--- BLOC DE TEXTE ---
------

Vous pouvez voir son intervention ici : https://youtu.be/gRZyQFRtm5c
 
La réponse de Trump est basique : c’est c’ui qui dit qui y est.
 
Je ne sais pas si l’affirmation de Monsieur Cummings est vraie, mettons que oui, mais je sais de première main que la réponse de Monsieur Trump l’est, j’y reviens.
 
Normalement, cette incartade de bas étage devrait avoir l’avantage de lever des problèmes réels et d’inciter les élus en question à les régler.
 
Or le sujet a immédiatement dévié sur la question raciale supprimant tout l’effet bénéfique et pratique qu’aurait pu avoir cette querelle de cour de récré.
 
Pourquoi TOUS les grands médias français qui ont couvert le sujet ont-ils décidé d’attaquer cette nouvelle sous l’angle de la question raciale, avec chacun une variation du même titre, plutôt que celle bien plus pratique et légitime de l’hygiène aux frontières ET dans les faubourgs de Baltimore ?
  
Comme je vous le disais dans ma lettre précédente, ces médias n’ont pas d’utilité pratique, mais des fonctions de catharsis, ils servent de défouloir. Peu importe qu’ils soient de gauche, de droite au centre de l’un ou à la marge de l’autre, ils racontent tous la même chose.
 

Généralement, nous ne connaissons pas assez bien les sujets pour nous rendre compte facilement de la manipulation, et si j’ai choisi ce sujet aujourd’hui c’est justement parce que je le connais et je peux témoigner directement.

 
La première fois que j’ai visité Baltimore, un Américain me fit faire un tour du centre ville. À chaque fois il me montrait des rues en me disant jusque-là ça va mais tu ne dois pas t’aventurer après ce croisement, surtout à la nuit tombée.

------

--- SECTION DES DONNÉES ---
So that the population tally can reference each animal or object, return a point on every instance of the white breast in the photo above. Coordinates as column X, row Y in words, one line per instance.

------

--- LISTE DES TÂCHES ---
A) D'après le bloc de texte, sous quel angle tous les grands médias français ont-ils choisi d'aborder cette nouvelle ?
B) Modifiez le bloc de texte en reprenant le passage compris entre « Comme je vous » et « la nuit tombée. », inclus, avec « défouloir » remplacé par « exutoire ».

--- RÉPONSES PAR TÂCHE ---
A) Sous l'angle de la question raciale.

B)
Comme je vous le disais dans ma lettre précédente, ces médias n’ont pas d’utilité pratique, mais des fonctions de catharsis, ils servent de exutoire. Peu importe qu’ils soient de gauche, de droite au centre de l’un ou à la marge de l’autre, ils racontent tous la même chose.
 

Généralement, nous ne connaissons pas assez bien les sujets pour nous rendre compte facilement de la manipulation, et si j’ai choisi ce sujet aujourd’hui c’est justement parce que je le connais et je peux témoigner directement.

 
La première fois que j’ai visité Baltimore, un Américain me fit faire un tour du centre ville. À chaque fois il me montrait des rues en me disant jusque-là ça va mais tu ne dois pas t’aventurer après ce croisement, surtout à la nuit tombée.